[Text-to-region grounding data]
↓

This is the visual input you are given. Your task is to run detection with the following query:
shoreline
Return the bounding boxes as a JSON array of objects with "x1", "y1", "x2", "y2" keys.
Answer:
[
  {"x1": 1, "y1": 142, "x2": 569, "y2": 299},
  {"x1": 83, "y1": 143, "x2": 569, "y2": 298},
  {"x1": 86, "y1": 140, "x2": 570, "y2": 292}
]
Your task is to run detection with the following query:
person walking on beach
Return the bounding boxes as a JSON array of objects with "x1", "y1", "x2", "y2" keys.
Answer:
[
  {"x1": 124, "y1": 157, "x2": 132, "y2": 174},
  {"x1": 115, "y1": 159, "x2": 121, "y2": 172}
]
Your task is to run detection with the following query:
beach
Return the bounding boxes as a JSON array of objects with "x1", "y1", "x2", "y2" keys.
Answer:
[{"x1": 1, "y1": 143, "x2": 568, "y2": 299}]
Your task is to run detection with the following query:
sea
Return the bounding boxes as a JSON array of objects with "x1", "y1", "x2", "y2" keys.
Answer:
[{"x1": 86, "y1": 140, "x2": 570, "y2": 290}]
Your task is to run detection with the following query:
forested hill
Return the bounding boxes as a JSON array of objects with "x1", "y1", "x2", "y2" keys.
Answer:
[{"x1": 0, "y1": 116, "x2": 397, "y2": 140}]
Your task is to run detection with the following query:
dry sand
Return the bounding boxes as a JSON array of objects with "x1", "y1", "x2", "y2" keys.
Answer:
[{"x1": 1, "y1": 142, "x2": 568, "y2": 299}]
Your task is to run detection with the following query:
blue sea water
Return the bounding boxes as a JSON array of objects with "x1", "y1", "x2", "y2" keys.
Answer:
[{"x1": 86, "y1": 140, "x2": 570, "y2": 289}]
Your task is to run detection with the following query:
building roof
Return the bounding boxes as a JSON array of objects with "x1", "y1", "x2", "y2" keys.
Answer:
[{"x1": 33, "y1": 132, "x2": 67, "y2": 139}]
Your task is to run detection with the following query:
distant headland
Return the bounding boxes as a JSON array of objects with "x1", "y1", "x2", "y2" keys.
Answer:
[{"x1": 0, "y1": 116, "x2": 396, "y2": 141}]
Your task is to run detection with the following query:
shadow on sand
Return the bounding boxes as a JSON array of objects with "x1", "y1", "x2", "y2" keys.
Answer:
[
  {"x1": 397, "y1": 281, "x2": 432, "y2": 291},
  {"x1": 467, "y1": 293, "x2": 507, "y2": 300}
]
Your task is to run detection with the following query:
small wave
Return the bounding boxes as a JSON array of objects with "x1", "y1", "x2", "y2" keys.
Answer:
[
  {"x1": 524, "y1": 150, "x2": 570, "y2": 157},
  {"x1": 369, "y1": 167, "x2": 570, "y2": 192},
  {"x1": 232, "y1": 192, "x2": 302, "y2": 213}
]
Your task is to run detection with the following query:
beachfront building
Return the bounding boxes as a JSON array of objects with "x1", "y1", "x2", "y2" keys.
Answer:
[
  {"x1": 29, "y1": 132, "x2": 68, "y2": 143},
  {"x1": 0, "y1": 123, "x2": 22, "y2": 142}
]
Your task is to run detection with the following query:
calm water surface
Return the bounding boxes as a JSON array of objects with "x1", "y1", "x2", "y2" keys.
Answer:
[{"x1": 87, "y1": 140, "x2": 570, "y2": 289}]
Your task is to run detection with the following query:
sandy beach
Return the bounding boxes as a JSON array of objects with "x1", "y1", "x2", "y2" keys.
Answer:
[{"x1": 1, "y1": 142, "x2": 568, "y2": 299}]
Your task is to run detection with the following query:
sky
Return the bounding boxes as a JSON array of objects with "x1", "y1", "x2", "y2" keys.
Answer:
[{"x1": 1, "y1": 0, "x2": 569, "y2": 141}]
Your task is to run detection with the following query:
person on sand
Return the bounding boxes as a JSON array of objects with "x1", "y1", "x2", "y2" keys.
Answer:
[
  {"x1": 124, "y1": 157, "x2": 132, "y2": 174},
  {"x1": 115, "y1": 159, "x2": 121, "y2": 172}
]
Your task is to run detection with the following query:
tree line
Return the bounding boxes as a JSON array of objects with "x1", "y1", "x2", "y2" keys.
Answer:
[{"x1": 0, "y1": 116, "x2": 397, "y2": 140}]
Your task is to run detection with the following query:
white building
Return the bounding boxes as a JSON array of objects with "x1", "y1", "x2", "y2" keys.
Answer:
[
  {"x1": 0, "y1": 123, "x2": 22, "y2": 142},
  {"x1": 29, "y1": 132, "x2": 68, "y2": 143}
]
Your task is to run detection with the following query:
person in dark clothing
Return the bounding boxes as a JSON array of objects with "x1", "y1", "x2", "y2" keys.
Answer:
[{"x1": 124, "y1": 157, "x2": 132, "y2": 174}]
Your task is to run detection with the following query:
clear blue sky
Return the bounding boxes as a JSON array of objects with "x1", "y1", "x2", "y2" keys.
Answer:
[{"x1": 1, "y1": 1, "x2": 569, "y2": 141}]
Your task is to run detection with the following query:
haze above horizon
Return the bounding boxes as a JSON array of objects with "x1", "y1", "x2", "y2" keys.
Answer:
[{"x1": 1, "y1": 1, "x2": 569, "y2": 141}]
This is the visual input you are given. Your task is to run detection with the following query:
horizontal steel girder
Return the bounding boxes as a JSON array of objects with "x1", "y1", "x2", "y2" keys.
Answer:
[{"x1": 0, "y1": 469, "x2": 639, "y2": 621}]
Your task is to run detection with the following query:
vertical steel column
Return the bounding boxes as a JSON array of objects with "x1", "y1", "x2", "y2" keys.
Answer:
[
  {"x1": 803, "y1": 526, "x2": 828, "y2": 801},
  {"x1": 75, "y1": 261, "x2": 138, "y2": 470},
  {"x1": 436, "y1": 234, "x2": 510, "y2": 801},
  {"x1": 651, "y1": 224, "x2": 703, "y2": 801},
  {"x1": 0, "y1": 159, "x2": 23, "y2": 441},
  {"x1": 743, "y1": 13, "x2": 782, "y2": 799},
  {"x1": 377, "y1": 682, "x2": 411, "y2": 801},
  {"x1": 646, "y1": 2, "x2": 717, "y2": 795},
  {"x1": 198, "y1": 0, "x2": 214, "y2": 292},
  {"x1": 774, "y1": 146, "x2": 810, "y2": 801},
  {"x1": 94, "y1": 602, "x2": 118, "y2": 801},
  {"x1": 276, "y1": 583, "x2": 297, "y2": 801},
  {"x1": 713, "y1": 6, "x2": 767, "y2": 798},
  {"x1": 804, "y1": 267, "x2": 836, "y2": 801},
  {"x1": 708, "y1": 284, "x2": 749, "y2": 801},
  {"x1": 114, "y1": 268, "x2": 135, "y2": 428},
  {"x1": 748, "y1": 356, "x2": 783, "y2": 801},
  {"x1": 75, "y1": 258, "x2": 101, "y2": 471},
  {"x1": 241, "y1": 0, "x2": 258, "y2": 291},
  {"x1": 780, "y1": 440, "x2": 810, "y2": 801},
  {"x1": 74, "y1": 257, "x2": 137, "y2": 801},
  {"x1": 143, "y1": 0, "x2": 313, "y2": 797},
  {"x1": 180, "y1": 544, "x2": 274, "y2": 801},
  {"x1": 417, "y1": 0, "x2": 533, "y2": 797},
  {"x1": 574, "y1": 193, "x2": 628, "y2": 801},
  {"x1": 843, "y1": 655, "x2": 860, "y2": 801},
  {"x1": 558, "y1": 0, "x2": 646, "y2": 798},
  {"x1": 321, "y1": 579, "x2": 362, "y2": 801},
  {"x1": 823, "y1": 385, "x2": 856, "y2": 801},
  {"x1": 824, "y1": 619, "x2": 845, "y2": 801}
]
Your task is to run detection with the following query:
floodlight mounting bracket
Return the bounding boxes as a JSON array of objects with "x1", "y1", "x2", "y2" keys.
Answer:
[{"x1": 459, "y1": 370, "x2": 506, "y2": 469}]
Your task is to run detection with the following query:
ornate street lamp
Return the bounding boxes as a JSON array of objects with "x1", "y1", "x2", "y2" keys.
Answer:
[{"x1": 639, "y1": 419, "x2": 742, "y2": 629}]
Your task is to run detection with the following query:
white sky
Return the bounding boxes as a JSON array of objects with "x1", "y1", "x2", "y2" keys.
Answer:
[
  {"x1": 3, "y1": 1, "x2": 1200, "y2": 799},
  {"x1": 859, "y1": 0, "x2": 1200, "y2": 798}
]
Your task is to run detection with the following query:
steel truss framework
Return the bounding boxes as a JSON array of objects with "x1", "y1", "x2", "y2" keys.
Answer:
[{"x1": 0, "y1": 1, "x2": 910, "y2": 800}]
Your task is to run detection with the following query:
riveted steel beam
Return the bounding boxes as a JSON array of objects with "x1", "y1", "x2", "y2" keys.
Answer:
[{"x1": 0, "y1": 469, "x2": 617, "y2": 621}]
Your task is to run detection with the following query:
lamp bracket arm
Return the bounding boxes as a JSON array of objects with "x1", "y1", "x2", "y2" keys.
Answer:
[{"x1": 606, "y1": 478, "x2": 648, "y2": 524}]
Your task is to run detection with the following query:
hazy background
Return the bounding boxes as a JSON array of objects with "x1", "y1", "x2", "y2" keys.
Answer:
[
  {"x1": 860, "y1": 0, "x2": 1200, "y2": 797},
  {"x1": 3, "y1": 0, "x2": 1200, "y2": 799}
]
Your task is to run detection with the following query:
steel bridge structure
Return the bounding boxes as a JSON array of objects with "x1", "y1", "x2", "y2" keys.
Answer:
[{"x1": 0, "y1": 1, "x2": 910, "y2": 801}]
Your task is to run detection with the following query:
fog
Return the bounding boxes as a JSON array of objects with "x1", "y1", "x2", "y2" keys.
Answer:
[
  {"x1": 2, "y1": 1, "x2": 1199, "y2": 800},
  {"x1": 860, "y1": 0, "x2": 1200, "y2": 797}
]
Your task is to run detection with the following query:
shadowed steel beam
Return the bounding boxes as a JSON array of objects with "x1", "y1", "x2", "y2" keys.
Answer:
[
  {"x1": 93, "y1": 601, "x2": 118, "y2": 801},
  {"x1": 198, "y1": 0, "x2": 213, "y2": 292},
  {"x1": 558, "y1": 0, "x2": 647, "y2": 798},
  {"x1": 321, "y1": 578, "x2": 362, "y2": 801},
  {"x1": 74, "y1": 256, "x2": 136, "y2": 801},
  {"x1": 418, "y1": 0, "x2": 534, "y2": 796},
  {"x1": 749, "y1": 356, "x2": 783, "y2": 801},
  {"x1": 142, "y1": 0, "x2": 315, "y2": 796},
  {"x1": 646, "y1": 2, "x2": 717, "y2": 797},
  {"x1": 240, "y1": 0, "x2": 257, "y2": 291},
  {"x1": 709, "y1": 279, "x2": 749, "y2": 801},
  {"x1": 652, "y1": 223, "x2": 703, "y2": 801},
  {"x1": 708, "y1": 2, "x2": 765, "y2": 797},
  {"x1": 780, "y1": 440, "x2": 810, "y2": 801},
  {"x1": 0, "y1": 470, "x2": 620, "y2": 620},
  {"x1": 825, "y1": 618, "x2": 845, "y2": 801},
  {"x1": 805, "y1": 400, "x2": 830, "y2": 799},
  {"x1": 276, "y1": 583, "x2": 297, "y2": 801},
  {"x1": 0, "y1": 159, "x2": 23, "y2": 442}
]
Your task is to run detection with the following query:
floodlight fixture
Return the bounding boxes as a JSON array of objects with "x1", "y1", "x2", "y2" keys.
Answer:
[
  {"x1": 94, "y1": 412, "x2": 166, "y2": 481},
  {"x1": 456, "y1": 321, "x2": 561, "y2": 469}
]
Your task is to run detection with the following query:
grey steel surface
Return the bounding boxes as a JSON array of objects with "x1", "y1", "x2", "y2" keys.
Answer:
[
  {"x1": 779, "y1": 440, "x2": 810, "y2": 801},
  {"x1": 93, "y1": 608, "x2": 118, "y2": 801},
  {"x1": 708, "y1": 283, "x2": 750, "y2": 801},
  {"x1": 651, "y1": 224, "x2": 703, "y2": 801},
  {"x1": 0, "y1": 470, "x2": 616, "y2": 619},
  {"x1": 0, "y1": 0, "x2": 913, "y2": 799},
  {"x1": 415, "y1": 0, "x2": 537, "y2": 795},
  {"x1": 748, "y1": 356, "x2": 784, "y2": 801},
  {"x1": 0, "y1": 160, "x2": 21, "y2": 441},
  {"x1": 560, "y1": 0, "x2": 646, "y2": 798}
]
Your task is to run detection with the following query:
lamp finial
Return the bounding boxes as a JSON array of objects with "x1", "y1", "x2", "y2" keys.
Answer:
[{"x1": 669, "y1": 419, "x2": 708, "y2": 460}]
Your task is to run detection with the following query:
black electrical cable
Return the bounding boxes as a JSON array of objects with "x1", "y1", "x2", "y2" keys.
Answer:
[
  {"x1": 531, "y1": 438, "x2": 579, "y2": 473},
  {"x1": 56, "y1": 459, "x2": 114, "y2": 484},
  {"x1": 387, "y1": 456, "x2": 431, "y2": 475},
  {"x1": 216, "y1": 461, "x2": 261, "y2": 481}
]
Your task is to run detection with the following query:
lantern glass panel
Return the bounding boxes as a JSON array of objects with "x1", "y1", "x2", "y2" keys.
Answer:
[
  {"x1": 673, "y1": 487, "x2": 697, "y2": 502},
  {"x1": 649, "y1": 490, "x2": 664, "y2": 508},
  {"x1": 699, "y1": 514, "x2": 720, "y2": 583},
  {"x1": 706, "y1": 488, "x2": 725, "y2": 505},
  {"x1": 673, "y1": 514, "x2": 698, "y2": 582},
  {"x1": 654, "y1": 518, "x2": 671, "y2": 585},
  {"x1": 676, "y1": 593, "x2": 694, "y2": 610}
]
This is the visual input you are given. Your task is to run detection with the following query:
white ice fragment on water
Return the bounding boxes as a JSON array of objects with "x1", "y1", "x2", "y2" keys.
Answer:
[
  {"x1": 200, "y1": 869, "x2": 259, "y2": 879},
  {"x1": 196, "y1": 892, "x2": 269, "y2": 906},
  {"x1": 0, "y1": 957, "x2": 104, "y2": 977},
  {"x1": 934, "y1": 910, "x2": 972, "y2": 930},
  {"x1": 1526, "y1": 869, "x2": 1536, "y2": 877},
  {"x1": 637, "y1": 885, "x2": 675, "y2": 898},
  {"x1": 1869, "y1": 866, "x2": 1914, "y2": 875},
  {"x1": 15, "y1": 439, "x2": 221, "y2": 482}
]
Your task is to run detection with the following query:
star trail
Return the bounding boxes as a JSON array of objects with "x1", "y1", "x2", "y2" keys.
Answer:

↑

▸ EXERCISE PROMPT:
Match on "person" and copy out every line of the entries that contains it.

▸ ANSWER:
person walking on beach
person on sand
person in dark clothing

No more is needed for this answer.